▸ **Work required**: List each browser that the comments in the JavaScript code below mention by name.

▸ **Excerpt to read**:

========================================

Here's my javascript code:


<script type="text/javascript">
function ajaxGet()

{

var xmlHttp;

try

{

// Firefox, Opera 8.0+, Safari

xmlHttp=new XMLHttpRequest();

}

catch (e)

{

// Internet Explorer

try

{

xmlHttp=new ActiveXObject("Msxml2.XMLHTTP");

}

catch (e)

{

try

{

xmlHttp=new ActiveXObject("Microsoft.XMLHTTP");

}

catch (e)

{

alert("Your browser does not support AJAX!");

return false;

}

}

}

xmlHttp.onreadystatechange=function()

{

if(xmlHttp.readyState==4)

{

document.getElementById('shownam').innerHTML = xmlHttp.responseText;
ajaxGetL();

}

}

//alert("Selected: " + document.getElementById("ajax1").value);

xmlHttp.open("GET","showAjax.php?type=" + document.getElementById("ajax1").value + "&rand=" + Math.random(),true);

xmlHttp.send(null);

}

function ajaxGetL()

{
//alert("CALLED");
var xmlHttp;

try

{

// Firefox, Opera 8.0+, Safari

xmlHttp=new XMLHttpRequest();

}

catch (e)

========================================

(Collected data)
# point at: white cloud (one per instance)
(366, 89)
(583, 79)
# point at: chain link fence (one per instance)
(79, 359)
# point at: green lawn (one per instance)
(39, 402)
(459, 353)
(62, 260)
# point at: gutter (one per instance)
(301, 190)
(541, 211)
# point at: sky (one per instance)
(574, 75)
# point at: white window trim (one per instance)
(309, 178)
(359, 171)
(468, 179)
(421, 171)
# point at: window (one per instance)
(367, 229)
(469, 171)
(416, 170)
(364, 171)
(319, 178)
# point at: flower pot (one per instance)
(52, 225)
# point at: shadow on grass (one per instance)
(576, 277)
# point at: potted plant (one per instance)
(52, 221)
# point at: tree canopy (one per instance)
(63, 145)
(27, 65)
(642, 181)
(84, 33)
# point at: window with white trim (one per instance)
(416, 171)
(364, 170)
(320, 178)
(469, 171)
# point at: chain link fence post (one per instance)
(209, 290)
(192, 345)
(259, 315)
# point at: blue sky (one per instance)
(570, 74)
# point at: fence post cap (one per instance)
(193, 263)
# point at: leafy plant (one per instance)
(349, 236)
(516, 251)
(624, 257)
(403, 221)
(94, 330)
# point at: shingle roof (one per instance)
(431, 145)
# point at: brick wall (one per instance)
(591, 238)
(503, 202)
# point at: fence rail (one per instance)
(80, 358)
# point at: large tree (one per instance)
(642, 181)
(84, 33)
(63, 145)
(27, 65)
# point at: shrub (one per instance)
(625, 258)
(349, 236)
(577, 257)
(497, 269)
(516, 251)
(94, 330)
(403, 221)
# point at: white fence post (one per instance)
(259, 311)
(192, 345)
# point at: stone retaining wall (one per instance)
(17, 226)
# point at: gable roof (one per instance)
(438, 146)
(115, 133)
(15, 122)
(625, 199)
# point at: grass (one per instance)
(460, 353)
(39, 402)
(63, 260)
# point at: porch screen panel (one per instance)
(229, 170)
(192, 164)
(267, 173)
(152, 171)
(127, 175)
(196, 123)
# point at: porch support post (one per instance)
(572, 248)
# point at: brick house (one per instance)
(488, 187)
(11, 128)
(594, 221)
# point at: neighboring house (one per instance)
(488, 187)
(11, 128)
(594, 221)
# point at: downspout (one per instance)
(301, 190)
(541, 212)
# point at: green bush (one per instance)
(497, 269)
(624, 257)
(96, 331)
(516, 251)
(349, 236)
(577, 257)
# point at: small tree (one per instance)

========================================

▸ **Answer to this exercise**: Firefox, Opera 8.0+, Safari, Internet Explorer